● Activity:
Please tally the lines in the records that include the word "below" and answer with the bare number.

[Stored data — start]

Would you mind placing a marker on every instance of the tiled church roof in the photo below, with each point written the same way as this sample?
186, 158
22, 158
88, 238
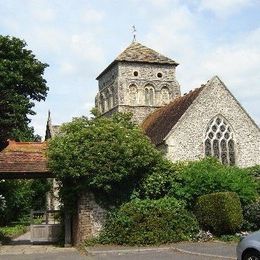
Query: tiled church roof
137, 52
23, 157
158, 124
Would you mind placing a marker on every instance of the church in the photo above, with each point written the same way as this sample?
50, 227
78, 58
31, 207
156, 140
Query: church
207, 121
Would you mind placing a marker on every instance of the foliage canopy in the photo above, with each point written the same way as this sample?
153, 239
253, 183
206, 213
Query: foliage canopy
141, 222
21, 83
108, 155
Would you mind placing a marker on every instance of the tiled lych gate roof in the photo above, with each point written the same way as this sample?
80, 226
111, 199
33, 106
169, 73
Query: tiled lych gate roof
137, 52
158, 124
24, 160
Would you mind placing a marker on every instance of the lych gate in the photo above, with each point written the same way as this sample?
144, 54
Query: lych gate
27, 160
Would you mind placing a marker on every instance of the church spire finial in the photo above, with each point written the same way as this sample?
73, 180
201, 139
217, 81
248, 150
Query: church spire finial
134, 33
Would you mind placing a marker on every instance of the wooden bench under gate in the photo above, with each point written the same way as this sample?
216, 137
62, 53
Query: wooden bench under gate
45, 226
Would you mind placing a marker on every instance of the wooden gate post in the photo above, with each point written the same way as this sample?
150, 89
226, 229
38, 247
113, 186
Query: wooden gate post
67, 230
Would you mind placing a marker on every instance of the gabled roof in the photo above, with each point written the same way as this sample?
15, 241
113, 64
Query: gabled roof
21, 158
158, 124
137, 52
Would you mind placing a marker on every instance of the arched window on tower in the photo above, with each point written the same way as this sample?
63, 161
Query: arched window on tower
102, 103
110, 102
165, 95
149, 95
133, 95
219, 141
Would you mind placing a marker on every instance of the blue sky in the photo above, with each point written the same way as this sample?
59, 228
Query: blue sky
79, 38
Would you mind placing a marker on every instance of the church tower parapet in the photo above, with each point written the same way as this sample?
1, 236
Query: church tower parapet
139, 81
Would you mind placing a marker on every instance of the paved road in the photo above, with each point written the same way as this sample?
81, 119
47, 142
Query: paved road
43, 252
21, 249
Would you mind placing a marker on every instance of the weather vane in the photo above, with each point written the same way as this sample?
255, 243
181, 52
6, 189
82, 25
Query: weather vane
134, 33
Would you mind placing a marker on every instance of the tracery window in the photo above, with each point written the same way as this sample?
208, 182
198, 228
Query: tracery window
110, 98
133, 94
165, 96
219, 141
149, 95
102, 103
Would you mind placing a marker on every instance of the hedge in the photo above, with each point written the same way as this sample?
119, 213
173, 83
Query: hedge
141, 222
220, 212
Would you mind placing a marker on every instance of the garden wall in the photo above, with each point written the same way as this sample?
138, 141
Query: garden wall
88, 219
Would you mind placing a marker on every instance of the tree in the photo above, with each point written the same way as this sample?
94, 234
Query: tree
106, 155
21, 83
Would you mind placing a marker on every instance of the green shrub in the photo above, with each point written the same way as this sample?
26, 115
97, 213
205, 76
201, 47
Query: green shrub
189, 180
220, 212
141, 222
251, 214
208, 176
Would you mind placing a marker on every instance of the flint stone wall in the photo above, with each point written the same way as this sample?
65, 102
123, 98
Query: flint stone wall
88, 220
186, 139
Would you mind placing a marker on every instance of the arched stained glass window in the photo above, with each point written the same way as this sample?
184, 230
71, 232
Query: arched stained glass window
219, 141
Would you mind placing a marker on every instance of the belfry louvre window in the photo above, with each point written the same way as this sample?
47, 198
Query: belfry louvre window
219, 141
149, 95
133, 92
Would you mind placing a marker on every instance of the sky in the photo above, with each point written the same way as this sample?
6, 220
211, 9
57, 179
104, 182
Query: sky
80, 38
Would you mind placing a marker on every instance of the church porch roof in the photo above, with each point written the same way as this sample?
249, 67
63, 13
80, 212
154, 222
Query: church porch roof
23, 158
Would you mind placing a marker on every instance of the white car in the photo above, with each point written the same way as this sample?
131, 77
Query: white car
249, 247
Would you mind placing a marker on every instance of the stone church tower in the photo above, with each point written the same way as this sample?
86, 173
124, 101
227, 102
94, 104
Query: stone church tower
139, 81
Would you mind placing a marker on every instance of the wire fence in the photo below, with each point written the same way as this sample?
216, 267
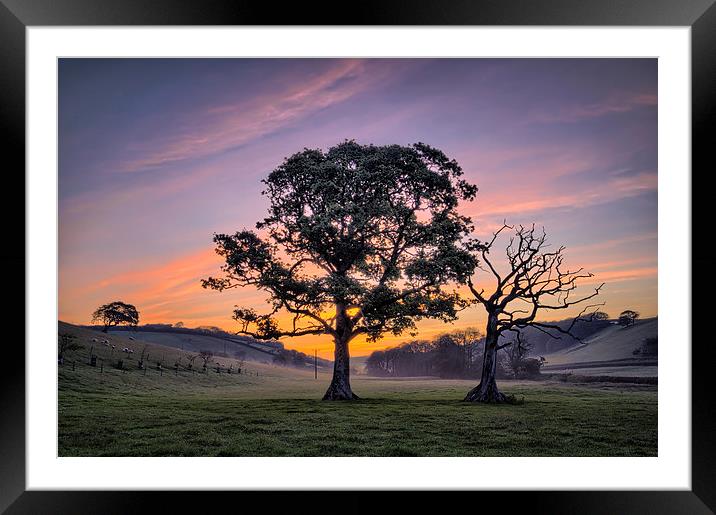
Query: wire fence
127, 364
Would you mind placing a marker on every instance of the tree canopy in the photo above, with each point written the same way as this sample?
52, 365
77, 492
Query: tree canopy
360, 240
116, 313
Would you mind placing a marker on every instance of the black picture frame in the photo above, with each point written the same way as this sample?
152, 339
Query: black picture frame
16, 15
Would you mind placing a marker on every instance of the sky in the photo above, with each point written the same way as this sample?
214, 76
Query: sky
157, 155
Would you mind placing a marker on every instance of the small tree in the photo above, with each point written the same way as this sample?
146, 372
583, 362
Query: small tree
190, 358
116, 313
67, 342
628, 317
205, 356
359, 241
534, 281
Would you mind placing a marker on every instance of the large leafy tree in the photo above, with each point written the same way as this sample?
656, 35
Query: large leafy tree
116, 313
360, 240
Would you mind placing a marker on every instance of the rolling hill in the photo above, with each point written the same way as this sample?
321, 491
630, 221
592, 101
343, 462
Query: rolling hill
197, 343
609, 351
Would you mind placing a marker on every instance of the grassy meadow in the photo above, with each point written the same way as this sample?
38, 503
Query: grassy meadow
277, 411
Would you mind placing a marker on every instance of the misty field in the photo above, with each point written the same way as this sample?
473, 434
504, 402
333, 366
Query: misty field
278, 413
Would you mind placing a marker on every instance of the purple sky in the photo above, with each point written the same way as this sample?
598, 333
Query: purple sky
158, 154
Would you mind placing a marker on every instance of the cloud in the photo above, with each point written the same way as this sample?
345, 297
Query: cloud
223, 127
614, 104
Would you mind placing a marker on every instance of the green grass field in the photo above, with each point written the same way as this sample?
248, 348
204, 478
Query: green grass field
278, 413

[Stored data — finish]
[Stored data — start]

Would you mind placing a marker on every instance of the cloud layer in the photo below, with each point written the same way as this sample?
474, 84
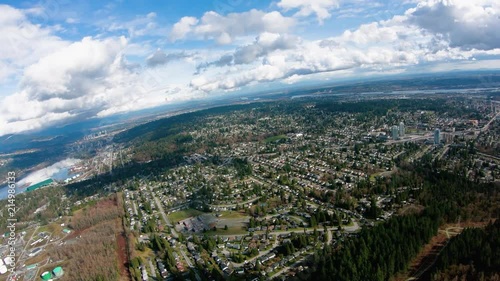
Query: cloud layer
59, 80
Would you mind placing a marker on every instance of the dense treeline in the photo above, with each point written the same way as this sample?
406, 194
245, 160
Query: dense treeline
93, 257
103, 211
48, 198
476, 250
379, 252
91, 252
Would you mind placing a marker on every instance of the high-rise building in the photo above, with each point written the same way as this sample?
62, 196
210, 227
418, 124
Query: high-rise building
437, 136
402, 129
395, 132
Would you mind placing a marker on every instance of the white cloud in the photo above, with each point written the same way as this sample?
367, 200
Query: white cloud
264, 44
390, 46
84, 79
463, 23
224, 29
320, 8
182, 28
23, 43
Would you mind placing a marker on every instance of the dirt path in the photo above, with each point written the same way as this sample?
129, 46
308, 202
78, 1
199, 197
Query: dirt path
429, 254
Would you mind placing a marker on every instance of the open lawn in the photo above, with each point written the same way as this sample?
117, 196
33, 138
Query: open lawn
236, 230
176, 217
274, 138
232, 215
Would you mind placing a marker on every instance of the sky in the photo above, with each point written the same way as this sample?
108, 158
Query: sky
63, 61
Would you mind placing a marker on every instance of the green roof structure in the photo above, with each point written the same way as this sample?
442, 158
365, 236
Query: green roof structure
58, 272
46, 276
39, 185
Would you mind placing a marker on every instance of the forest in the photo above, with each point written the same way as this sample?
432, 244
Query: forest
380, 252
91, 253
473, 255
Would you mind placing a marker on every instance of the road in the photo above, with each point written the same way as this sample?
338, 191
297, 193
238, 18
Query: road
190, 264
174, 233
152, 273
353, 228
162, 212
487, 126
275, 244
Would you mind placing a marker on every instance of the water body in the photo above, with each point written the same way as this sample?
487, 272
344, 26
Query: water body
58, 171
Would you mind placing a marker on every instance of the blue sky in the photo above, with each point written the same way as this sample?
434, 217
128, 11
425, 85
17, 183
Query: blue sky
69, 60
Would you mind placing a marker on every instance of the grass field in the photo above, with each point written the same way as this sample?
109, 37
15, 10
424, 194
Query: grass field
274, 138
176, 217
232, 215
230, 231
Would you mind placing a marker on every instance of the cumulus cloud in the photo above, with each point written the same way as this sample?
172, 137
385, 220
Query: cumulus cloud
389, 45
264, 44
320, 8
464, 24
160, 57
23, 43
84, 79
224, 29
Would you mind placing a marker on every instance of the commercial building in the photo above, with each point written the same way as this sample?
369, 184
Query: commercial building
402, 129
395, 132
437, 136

[Stored data — finish]
[Stored data — start]

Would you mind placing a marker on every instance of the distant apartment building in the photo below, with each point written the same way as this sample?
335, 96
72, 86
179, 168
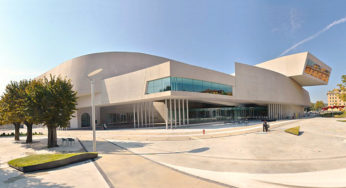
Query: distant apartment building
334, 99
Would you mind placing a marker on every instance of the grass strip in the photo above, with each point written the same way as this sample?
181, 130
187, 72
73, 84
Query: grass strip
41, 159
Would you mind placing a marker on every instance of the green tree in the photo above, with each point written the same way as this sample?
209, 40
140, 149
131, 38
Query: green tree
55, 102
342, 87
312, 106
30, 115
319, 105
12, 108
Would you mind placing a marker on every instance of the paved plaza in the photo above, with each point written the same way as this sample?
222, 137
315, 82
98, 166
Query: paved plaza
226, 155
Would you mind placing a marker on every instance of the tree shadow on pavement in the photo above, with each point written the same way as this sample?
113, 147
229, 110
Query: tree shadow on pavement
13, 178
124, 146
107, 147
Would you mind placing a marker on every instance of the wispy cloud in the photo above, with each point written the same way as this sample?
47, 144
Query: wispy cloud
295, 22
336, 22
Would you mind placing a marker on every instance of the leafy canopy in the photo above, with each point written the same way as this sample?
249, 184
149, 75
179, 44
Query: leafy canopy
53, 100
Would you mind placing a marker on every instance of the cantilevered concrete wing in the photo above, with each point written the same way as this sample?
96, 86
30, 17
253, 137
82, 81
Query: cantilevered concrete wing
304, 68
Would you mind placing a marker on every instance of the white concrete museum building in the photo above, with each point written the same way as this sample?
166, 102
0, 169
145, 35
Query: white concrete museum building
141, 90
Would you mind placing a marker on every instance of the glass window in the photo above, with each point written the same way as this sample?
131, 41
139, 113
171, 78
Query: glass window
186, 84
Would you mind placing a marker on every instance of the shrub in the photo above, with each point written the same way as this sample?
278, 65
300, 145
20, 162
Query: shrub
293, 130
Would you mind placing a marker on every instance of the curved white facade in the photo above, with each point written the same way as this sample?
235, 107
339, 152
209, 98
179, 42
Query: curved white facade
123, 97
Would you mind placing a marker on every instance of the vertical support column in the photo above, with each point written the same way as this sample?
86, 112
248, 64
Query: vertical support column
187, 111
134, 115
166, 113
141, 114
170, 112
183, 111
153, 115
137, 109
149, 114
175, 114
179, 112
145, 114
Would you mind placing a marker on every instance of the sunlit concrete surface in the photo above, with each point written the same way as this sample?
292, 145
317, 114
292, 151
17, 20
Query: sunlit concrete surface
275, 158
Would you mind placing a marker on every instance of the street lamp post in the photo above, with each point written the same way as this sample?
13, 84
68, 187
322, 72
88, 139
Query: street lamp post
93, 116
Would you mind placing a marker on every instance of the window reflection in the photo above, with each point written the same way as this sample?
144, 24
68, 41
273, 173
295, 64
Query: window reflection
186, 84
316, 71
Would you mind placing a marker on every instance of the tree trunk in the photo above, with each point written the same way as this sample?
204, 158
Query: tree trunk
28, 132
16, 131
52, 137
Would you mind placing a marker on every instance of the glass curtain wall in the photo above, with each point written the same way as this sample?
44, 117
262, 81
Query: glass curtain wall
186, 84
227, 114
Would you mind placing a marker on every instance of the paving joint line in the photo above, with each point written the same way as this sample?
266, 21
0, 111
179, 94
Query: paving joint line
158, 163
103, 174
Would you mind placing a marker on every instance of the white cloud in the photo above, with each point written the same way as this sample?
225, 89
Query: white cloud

[Stored data — finish]

● Task result:
4